WHAT IS BEING ASKED: Reproduce only the lines of the listing below from the line with "notation: point(260, 267)." to the line with "point(205, 212)", including both of those lines.

EXERCISE DATA:
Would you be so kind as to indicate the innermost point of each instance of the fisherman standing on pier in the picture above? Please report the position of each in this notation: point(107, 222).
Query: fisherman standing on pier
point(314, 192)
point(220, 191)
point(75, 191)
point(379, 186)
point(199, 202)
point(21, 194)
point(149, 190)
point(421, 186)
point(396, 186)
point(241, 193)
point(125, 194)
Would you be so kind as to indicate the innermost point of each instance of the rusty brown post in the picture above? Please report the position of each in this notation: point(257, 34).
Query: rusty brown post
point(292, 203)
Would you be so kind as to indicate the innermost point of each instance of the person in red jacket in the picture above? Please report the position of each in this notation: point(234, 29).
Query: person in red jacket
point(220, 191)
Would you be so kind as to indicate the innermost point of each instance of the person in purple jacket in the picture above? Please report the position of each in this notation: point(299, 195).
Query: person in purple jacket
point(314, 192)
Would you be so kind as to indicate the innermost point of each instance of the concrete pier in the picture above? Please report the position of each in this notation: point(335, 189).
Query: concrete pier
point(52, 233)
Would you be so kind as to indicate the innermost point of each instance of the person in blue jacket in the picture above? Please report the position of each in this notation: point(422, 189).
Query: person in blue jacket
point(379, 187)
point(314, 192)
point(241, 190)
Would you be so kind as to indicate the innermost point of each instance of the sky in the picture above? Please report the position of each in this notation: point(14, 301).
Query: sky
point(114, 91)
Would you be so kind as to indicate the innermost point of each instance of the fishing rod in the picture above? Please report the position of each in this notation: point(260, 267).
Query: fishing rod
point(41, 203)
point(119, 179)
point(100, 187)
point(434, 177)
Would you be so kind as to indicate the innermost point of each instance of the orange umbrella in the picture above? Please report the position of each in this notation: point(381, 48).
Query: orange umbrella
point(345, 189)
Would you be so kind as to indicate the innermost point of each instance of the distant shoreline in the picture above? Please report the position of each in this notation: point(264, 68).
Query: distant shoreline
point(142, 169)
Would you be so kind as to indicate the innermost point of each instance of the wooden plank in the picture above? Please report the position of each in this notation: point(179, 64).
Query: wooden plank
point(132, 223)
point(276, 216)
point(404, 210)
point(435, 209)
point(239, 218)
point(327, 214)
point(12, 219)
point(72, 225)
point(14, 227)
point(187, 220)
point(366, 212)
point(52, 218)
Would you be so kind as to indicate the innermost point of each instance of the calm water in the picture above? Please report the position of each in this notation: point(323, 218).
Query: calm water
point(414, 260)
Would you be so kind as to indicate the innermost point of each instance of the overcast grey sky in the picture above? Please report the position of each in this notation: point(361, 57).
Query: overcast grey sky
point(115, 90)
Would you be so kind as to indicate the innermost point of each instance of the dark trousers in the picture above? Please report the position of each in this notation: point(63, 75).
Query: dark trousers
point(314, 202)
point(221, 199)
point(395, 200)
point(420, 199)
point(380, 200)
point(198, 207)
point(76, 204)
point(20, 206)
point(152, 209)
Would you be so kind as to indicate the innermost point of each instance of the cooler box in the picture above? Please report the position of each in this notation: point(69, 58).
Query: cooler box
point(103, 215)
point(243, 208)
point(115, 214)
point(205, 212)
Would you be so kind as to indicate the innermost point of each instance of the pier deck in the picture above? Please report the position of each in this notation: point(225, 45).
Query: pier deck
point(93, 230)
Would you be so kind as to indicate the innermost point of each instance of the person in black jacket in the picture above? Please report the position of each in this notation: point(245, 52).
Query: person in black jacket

ANSWER TO THE PROBLEM:
Would you be so kind as to indicate the innermost point of each instance of the fishing rod in the picture above? Please report the position of each in this notation: point(260, 267).
Query: fishing rod
point(41, 203)
point(119, 179)
point(100, 187)
point(434, 177)
Would you be so kind as to indicate the innermost point of each instance of the orange umbrella in the picture above? Please report the position of each in this notation: point(381, 48).
Query: orange umbrella
point(345, 189)
Would you be so kind as to indicate the innermost point of each instance of the distant shoreline in the picture above? Please report the position of each in this notation: point(264, 68).
Query: distant shoreline
point(142, 169)
Would you be so kind as to indicate the innermost point of each instance of the wooden plank in the picture above? Please report the position of each in this notation: point(179, 64).
Query: wooden plank
point(132, 223)
point(276, 216)
point(404, 210)
point(435, 209)
point(239, 218)
point(327, 214)
point(12, 219)
point(72, 225)
point(14, 227)
point(187, 220)
point(366, 212)
point(52, 218)
Would you be so kind as to indicate the innermost point of each instance of the calm water in the picture above? Please report the position of each in this notation: point(323, 218).
Query: calm water
point(414, 260)
Would you be so kind as to indicate the innermost point of each instance of the overcast grey sky in the picture above? Please report the position of each in this notation: point(361, 57).
Query: overcast grey sky
point(115, 90)
Would you be so kind as to indicate the innermost point of each instance of the dark trousers in the picture above? Please report the position of each in this notation: point(63, 75).
Query: dark trousers
point(314, 202)
point(221, 199)
point(395, 200)
point(420, 199)
point(380, 200)
point(198, 207)
point(76, 204)
point(20, 206)
point(152, 209)
Would you be so kind as to indicate the innermost point of each instance of the cooler box in the picture above? Please report the position of each in this notation: point(69, 58).
Query: cooler box
point(103, 215)
point(243, 208)
point(115, 214)
point(205, 212)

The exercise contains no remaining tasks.